[Extracted records]
---
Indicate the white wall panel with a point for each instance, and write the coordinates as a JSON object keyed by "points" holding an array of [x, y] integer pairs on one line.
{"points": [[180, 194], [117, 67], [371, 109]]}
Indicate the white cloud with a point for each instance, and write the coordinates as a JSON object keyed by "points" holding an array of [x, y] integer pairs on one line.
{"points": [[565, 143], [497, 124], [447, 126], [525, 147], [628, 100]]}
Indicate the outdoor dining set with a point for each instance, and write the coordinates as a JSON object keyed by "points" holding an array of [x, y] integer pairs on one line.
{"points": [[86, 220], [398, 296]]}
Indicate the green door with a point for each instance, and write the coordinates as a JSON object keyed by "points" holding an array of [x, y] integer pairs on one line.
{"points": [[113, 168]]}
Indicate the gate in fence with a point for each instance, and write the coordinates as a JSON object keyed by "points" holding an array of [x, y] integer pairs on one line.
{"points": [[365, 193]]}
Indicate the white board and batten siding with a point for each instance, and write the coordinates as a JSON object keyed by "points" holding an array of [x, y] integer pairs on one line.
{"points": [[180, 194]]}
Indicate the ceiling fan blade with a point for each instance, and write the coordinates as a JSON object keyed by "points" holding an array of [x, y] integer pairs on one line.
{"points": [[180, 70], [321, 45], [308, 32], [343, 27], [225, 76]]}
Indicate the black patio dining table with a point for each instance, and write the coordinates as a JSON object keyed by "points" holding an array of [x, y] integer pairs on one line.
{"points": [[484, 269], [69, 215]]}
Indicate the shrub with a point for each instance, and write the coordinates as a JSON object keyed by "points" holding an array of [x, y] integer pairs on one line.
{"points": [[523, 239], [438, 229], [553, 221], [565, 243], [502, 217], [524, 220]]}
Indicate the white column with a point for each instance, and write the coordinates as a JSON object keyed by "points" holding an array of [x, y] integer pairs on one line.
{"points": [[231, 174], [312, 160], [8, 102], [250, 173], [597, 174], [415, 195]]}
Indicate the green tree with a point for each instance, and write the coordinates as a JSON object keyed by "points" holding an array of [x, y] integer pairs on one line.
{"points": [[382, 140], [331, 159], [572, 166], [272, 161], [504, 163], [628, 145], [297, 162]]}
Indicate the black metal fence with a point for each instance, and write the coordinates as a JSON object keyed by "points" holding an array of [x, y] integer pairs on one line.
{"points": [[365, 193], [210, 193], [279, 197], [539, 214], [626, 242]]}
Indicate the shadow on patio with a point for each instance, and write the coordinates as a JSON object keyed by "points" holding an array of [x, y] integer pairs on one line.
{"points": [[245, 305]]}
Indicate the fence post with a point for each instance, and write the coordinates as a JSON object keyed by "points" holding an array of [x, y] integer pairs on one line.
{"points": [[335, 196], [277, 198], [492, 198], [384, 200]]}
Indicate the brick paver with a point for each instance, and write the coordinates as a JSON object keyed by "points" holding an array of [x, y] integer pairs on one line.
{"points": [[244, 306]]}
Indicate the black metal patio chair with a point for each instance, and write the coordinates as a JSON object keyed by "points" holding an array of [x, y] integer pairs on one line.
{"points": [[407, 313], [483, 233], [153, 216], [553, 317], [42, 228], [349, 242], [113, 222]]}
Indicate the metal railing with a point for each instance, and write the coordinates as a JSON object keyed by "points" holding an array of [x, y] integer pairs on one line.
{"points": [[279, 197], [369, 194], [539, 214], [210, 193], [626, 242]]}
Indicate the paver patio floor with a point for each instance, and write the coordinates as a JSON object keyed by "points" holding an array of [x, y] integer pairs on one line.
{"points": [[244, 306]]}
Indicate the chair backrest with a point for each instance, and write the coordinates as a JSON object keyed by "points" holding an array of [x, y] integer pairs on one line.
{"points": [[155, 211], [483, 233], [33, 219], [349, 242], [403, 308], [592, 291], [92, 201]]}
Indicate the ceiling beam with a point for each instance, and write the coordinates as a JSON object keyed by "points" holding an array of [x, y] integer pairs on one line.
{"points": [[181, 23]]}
---
TASK BRIEF: Copy the listing above word for word, starting at the line with "Indicate the black metal patio" and continuing through its final line.

WRITTEN RESPONSE:
Indicate the black metal patio chair with a point for each instance, and write the coordinates as a JSON object keyed by "points" holding an array of [x, y] integer pairs on one line.
{"points": [[407, 313], [483, 233], [153, 216], [553, 317], [42, 228], [349, 242], [113, 222]]}
Indicate the metal railing with a point for each instance, and write the coordinates as a JSON object keyed by "points" holding an array of [x, y] integer pairs on one line.
{"points": [[279, 197], [369, 194], [539, 214], [210, 193], [626, 242]]}
Indicate the paver patio floor with a point for each instance, and write the coordinates as a JSON object keyed by "points" holding an array of [x, y] integer pairs on one line.
{"points": [[244, 306]]}
Indicate the chair backrest with a point for each instance, and write the coordinates as a JSON object keyed by "points" holding an array of [x, y] integer pairs on one line.
{"points": [[155, 211], [483, 233], [33, 219], [349, 242], [403, 308], [592, 291], [92, 201]]}
Indicate the ceiling beam with a point for each instance, and write the coordinates as a JSON object keyed by "points" holding an array of [x, y] integer pairs on one line.
{"points": [[181, 23]]}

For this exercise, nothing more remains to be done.